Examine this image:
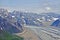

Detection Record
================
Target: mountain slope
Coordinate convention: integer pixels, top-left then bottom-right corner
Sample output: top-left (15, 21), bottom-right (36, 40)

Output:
top-left (0, 29), bottom-right (23, 40)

▬▬▬▬▬▬▬▬▬▬

_Work required:_
Output every line of the listing above as a numbered list, skipping blank lines and leaving out the picture.

_The answer:_
1. Examine this image:
2. Detection Record
3. ================
4. Target: mountain slope
5. Coordinate convention: integer pixels, top-left then bottom-right corner
6. Sample output: top-left (15, 21), bottom-right (36, 40)
7. Output:
8. top-left (0, 29), bottom-right (23, 40)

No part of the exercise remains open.